Problem requirements –
Copy the data below word for word, starting with the line that contains "Identify the brick apartment" and going on through the end of the data.

Exercise inputs –
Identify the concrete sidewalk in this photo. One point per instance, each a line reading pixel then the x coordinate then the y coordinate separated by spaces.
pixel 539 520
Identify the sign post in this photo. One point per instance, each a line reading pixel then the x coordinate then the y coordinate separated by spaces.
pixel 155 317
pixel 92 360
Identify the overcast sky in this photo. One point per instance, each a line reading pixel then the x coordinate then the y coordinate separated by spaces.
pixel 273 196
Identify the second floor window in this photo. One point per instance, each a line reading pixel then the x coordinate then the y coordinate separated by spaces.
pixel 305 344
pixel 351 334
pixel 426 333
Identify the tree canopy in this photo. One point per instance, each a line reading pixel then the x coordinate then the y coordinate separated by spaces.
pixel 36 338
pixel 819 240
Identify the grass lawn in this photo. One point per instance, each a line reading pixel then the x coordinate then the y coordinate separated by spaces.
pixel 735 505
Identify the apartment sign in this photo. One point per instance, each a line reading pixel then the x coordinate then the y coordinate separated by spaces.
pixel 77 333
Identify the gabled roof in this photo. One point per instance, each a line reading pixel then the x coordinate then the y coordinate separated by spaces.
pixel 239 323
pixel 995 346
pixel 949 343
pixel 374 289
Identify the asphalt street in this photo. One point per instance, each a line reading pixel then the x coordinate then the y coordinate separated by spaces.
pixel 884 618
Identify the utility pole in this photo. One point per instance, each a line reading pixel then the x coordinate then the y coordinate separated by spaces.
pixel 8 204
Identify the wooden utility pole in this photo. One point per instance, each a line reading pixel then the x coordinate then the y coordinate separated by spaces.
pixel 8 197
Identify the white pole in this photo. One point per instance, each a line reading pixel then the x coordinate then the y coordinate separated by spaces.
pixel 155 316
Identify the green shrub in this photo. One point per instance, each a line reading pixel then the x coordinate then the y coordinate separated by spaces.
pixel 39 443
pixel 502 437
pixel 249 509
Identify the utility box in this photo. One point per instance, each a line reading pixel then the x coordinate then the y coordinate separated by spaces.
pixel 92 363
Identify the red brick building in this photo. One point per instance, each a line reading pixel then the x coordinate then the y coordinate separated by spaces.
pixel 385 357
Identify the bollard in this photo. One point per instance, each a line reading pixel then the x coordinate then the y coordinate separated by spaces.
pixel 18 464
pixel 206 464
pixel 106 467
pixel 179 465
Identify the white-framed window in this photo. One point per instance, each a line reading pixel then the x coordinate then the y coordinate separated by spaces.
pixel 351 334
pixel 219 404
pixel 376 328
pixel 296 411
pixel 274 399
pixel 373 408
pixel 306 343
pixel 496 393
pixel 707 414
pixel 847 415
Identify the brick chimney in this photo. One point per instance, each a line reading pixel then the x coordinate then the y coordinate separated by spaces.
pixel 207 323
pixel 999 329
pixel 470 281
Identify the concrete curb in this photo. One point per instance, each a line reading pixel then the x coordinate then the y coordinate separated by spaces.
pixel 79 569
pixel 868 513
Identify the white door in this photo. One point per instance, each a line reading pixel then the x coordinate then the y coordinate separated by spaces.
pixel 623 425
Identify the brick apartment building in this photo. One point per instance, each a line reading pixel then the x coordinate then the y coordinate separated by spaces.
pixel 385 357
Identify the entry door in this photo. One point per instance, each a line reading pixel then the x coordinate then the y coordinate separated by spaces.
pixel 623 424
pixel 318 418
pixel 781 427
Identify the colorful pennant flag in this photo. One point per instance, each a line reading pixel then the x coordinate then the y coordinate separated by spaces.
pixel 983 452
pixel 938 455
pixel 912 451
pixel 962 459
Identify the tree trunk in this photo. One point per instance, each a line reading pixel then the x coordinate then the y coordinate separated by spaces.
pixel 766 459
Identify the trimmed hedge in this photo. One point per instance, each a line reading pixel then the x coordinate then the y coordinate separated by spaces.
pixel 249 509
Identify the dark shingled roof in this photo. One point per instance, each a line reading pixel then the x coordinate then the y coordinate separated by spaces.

Exercise output –
Identify the brick apartment building in this photo. One point per instance, each a line reading pixel then the x coordinate then the y coordinate separated by spaces.
pixel 385 357
Identify the entry door in this photo. One point per instance, each a line reading pixel then the x coordinate then the y coordinate separated by spaces.
pixel 623 424
pixel 318 418
pixel 781 427
Identify the colorful pennant flag in this photo. One point per instance, each a line reading pixel then the x coordinate then the y coordinate separated by spaces.
pixel 983 452
pixel 938 455
pixel 912 451
pixel 962 459
Identify the tree trunk in this photo. One point per instance, each a line reading pixel then the x coordinate then the y coordinate separated by spaces.
pixel 766 459
Identify the trimmed hedge in this photo. One point per instance, each a line reading pixel then the x coordinate then the y coordinate separated by spaces.
pixel 249 509
Identify the dark shingled roof in this photo. One point per instance, each a line reading pixel then the x coordinate then the y coordinate separated by spaces.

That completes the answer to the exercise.